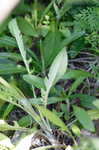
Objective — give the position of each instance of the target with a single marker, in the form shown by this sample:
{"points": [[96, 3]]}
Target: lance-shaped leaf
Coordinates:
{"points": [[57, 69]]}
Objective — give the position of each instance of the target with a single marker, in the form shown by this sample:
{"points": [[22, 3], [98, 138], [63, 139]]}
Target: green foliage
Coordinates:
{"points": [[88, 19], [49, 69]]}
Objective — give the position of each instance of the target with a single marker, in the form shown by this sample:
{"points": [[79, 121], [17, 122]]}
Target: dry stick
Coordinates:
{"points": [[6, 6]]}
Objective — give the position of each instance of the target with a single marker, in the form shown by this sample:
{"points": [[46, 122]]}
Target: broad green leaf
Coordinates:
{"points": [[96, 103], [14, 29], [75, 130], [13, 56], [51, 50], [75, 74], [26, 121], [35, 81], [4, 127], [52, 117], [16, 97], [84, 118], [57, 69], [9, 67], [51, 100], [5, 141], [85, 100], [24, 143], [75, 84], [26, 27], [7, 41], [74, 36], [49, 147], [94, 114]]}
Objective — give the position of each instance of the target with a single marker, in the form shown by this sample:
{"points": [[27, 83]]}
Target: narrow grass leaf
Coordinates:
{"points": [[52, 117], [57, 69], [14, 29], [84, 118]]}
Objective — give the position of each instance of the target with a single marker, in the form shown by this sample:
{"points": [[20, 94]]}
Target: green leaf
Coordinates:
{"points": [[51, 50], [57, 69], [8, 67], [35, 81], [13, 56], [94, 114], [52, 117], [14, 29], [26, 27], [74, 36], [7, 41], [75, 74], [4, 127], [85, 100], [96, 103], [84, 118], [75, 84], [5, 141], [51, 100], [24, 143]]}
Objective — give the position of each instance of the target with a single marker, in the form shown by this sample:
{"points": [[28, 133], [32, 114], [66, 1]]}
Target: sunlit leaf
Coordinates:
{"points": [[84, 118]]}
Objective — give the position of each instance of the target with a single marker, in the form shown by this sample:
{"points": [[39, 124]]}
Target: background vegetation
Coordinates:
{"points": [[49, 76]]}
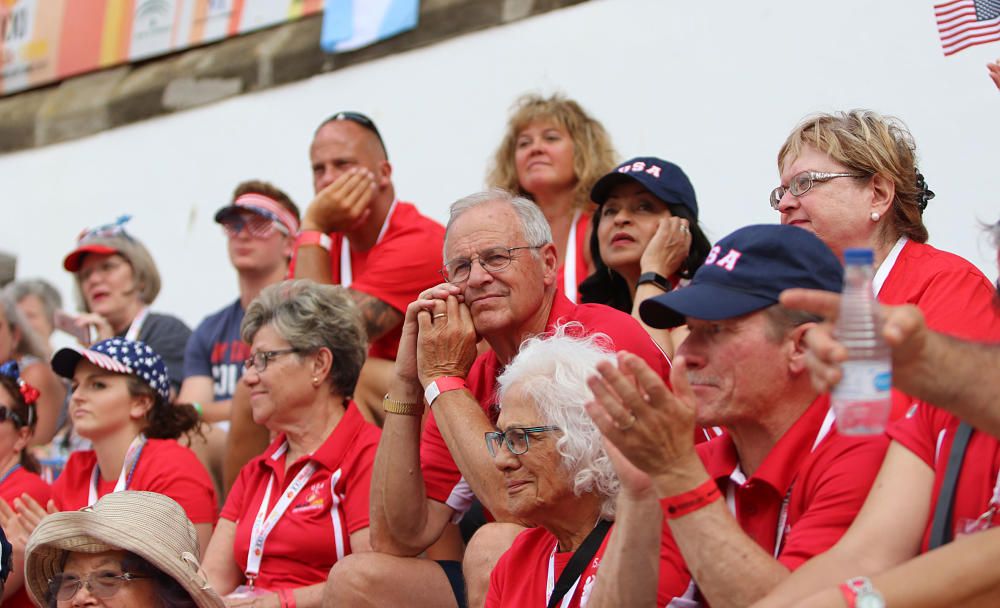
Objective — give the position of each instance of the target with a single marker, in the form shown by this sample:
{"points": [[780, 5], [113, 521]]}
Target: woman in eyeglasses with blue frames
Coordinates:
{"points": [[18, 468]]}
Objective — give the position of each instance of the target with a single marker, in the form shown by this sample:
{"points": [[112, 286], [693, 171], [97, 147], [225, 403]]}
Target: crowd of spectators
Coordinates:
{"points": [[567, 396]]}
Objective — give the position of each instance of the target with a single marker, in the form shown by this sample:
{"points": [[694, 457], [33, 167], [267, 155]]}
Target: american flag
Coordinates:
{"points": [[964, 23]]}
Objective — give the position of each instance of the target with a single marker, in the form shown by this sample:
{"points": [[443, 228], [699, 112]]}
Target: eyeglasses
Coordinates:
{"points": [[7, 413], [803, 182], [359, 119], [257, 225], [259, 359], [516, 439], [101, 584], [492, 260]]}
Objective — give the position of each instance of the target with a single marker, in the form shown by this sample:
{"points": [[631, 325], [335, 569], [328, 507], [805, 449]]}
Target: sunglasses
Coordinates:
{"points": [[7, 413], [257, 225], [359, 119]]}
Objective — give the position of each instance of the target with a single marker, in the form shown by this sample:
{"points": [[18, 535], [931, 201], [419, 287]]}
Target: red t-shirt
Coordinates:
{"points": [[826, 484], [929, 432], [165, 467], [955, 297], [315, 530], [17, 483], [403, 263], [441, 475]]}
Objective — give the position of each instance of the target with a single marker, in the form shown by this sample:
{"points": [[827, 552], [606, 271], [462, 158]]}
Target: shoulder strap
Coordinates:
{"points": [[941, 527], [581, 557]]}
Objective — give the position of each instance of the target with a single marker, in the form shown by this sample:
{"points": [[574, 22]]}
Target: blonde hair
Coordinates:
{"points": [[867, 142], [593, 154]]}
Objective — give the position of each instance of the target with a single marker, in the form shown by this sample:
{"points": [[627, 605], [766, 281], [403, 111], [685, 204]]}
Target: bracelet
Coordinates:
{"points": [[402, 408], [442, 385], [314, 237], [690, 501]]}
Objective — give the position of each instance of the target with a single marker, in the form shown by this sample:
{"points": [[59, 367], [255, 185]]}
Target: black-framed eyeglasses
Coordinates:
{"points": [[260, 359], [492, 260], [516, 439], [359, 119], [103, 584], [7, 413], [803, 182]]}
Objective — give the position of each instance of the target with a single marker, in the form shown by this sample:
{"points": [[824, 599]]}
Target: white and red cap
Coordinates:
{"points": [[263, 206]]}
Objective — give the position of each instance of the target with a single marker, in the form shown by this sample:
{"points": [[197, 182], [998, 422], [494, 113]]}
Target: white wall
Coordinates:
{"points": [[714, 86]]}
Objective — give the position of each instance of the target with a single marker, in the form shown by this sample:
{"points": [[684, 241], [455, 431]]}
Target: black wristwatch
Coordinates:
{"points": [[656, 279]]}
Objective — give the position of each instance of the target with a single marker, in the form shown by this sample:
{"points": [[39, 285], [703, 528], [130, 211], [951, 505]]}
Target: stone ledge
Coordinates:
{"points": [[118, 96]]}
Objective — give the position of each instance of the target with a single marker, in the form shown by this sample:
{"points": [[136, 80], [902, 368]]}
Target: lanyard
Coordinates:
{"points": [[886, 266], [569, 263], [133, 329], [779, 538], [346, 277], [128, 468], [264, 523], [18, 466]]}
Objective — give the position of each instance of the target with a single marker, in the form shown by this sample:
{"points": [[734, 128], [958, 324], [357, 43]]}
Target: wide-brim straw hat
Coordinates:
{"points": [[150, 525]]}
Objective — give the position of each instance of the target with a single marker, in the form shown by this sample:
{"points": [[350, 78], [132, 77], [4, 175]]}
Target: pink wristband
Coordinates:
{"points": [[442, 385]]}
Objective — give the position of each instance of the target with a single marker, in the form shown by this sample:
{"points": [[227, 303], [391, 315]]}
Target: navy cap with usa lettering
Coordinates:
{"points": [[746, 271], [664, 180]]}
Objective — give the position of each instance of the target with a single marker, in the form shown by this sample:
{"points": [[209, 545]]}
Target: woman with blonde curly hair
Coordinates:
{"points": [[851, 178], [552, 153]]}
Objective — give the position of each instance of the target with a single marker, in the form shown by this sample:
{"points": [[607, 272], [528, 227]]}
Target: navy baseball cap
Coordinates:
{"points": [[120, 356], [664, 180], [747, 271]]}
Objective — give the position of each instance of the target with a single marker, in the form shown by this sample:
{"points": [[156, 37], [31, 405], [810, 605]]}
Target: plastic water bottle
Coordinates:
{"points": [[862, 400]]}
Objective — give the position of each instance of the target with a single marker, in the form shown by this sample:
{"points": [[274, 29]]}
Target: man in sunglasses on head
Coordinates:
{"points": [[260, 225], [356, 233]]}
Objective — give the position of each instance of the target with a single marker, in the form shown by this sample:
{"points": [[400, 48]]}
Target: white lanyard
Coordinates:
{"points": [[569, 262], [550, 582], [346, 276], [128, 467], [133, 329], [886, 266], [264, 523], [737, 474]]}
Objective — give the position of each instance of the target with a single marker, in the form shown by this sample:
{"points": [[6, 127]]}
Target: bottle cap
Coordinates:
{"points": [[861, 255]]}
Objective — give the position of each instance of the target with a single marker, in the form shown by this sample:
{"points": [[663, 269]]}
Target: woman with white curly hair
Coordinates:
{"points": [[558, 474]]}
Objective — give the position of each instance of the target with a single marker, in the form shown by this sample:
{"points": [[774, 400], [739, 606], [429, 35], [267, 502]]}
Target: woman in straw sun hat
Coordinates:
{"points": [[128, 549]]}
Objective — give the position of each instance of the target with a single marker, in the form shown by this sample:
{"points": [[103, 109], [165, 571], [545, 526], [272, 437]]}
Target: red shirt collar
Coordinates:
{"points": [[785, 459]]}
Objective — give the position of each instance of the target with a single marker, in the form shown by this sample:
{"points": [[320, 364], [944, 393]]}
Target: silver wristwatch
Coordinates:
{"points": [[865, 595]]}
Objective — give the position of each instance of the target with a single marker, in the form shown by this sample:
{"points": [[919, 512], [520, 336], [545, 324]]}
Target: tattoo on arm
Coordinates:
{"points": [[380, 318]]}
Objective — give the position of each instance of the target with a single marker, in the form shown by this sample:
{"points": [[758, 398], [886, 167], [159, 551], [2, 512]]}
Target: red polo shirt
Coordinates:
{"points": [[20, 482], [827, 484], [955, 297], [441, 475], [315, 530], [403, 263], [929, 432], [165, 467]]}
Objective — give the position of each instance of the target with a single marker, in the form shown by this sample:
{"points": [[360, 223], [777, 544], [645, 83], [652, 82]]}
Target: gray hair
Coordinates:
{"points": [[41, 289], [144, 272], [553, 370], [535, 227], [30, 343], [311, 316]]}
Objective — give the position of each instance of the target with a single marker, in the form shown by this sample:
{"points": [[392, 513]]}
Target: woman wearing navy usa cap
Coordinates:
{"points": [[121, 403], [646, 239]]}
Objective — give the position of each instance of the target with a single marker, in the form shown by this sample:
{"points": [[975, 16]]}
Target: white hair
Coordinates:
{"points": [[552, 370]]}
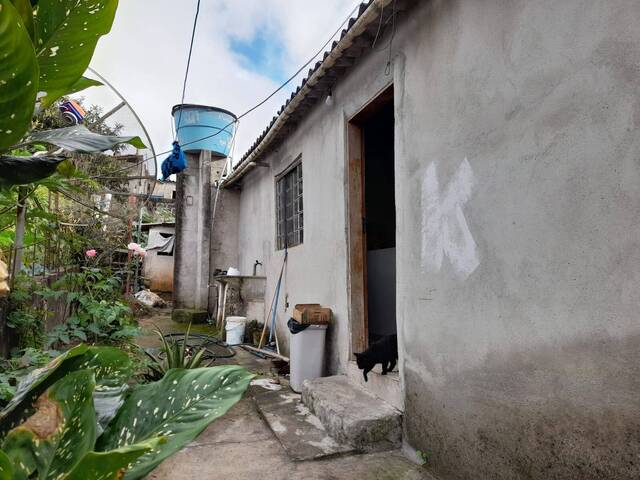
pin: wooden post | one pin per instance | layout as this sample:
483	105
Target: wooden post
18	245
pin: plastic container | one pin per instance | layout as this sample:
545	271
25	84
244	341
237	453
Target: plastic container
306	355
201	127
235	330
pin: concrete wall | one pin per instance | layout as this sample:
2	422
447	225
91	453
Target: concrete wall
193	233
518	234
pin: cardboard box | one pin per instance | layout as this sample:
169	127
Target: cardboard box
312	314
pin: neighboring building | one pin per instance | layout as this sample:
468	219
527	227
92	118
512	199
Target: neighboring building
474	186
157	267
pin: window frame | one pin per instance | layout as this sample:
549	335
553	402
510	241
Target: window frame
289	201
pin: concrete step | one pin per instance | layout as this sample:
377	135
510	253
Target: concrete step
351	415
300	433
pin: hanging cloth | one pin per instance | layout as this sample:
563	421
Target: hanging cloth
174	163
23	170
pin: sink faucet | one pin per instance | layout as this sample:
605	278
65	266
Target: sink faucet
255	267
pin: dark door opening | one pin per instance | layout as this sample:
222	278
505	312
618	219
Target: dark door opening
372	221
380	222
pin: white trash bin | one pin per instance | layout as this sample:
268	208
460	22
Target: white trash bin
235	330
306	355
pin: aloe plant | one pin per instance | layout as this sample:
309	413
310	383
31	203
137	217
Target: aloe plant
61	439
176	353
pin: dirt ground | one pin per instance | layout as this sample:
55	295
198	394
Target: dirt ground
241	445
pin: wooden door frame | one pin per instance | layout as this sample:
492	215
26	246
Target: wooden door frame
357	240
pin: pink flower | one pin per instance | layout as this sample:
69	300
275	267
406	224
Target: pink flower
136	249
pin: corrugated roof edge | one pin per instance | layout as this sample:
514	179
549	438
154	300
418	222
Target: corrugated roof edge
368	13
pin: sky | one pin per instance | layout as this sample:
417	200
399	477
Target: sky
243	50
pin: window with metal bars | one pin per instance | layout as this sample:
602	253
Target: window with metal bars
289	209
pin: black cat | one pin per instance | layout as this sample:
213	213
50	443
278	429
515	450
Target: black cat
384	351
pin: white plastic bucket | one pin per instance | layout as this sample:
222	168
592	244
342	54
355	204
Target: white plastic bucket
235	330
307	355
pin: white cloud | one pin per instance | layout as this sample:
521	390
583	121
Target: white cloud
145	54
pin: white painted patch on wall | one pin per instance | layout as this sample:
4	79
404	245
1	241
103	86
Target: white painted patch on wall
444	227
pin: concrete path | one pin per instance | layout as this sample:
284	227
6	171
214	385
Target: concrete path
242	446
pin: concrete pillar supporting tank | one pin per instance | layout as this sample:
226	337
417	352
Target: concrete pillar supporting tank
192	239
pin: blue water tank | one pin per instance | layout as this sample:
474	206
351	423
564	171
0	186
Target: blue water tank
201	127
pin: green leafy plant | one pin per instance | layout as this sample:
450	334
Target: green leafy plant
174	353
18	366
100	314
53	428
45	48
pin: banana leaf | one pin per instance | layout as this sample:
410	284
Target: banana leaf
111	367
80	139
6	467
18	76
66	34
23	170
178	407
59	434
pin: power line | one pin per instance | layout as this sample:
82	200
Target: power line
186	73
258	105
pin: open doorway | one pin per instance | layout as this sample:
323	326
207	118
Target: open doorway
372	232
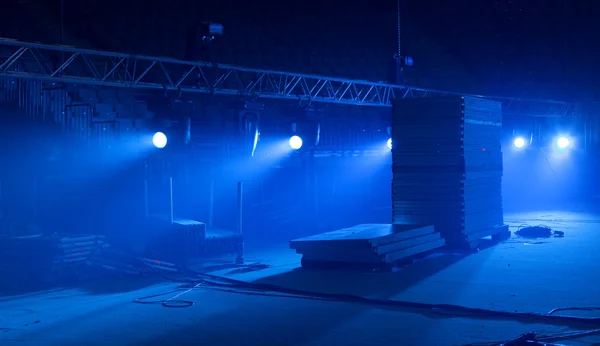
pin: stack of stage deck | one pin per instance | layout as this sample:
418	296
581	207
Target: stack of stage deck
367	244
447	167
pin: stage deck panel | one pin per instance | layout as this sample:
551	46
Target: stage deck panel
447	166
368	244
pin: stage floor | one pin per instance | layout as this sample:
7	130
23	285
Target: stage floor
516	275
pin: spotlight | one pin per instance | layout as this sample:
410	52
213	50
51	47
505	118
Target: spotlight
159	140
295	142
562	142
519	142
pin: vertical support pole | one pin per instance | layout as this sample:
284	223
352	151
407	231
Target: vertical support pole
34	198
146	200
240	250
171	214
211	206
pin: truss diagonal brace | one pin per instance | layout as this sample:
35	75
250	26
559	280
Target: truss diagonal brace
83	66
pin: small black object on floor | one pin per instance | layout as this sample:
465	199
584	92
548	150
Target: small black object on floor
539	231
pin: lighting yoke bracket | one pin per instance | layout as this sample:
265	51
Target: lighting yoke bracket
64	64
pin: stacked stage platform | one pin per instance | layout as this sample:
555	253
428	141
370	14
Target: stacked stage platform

Action item
Look through the material above for the word "sunglasses" and copy every line that has it.

Reply to the exercise
Target: sunglasses
Target: man in sunglasses on head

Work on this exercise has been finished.